But let me briefly ignore Packer's not-so-hidden agenda and look at the substance of his argument.  It can be broken into two parts.  Part One:

Amazon is Evil Because All it Cares About is Money.

All of Packer's criticisms of Amazon on this front can be applied to virtually any big successful American business.  Who finds working in warehouses fun or high paying?  (I didn't.)  What major business aren't concerned about employee theft, especially when they sell really cool stuff?  Amazon's workers are not unionized, same as most tech corporations, or most new corporations in general.  (Usually takes a few decades for workers to unionize.)  Amazon is a tough competitor.  Okay.  So?

If Packer wanted to write an article about how warehouse workers are getting squeezed, fine.  Provide some real information, make comparisons between various businesses, get quotes from people proposing solutions and alternatives.  Talk about the pros and cons of unionization.  But what little information he presents is hardly damning of Amazon.  Amazon builds warehouses in areas where there are high rates of unemployment.  That's a bad thing?  Isn't that exactly where Amazon, as a good citizen, should build warehouses?  Where people need jobs?  He then goes on to say that warehouse workers are being treated like machines and it's unpleasant work.  Okay, warehouse work can be very unpleasant, but the world needs warehouses for stuff.  He then says that Amazon is trying to automate everything with robots.  Well, isn't that what we want?  For robots to do the unpleasant work?  Won't that free up the employees to work more white collar jobs?  Or maybe he's arguing that Amazon is firing people and using robots instead?  Nope, he later says Amazon is hiring like crazy.

Overall, this sounds like the exact promise of American capitalism.  A new company gets a great idea, selling everything on line, and starts building warehouses where people need jobs.  It then automates those warehouses so workers don't have to do the unpleasant robotic work, and continues to grow and hire more people.  Sounds like lifting people out of poverty to me.  Sounds like a nice future.

Packer repeats the common concern that Amazon's success comes at a terrible price, the closing of lots of brick and mortar stores who can't compete with Amazon's low prices.  But I've never thought much of that argument, and Packer does nothing to convince me.  If you want to argue the pros and cons of capitalism, great, I'll perk an ear but communism doesn't work real well.  If you want to argue for higher minimum wages and government regulations to support workers, great.  I agree the government should protect workers.  But the entire point of capitalism is low prices for great stuff and the corollary is that if you have a business that doesn't sell great stuff, or charges too much, you go bankrupt.  Capitalism isn't about every business being successful, it's about businesses that don't work dying.  They go away and make room for new businesses.  That's how it works.

◆ Given data
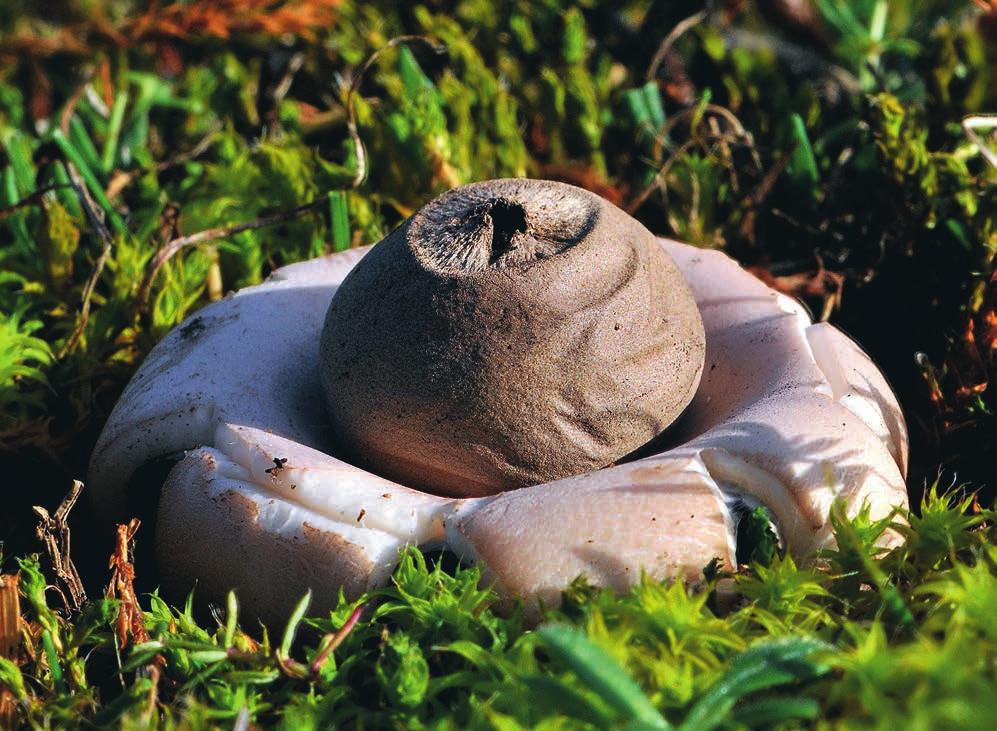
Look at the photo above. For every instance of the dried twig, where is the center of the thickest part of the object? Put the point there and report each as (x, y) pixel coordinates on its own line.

◆ Required work
- a) From the Amazon commentary above, retype the part that opens with the words containing "Amazon is Evil" and closes with "competitor.  Okay.  So?".
- b) Answer these questions using the Amazon commentary above:
(i) Are Amazon's workers unionized, according to the commentary?
(ii) In what kind of areas does Amazon build its warehouses?
(iii) What price for Amazon's success does Packer describe?

◆ Full solutions
- a)
Amazon is Evil Because All it Cares About is Money.

All of Packer's criticisms of Amazon on this front can be applied to virtually any big successful American business.  Who finds working in warehouses fun or high paying?  (I didn't.)  What major business aren't concerned about employee theft, especially when they sell really cool stuff?  Amazon's workers are not unionized, same as most tech corporations, or most new corporations in general.  (Usually takes a few decades for workers to unionize.)  Amazon is a tough competitor.  Okay.  So?

- b)
(i) No. They are not unionized, the same as most tech corporations and most new corporations in general.
(ii) Amazon builds warehouses in areas with high rates of unemployment.
(iii) Lots of brick and mortar stores close because they can't compete with Amazon's low prices.